◆ **EXERCISE DESCRIPTION**:
Could you repeat the material below line for line, with every character unchanged?

Entries for pointing at named objects
###

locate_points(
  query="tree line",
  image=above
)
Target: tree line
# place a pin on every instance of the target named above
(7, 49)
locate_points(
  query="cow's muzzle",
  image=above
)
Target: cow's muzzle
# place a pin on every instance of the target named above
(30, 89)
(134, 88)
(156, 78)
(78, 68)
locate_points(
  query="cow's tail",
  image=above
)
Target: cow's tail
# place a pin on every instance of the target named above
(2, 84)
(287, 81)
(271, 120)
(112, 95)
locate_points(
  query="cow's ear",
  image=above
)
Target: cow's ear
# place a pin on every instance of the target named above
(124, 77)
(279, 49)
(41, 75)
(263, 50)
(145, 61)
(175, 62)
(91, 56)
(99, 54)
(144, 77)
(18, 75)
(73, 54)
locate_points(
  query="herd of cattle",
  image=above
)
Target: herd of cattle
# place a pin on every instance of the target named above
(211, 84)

###

◆ **SOLVED PROBLEM**:
locate_points(
  query="tree line",
  image=above
)
Target: tree line
# place a pin on every instance of the target named above
(7, 49)
locate_points(
  query="cow's muzzle",
  image=above
)
Target: cow's muzzle
# place a pin on every instance of the target named above
(30, 89)
(134, 88)
(156, 78)
(78, 68)
locate_points(
  query="cow's tail",
  image=above
)
Target: cow's tail
# place a pin on every instance of the target named above
(2, 84)
(287, 81)
(271, 120)
(112, 95)
locate_points(
  query="cow's ear",
  image=above
)
Target: cow's ear
# place a pin on every instance of the target named above
(124, 77)
(279, 49)
(41, 75)
(263, 50)
(145, 61)
(175, 62)
(91, 56)
(99, 54)
(144, 77)
(18, 75)
(73, 54)
locate_points(
  query="herd of cattle",
  image=above
)
Target: herd of cattle
# place a pin on every instance of the target named above
(211, 84)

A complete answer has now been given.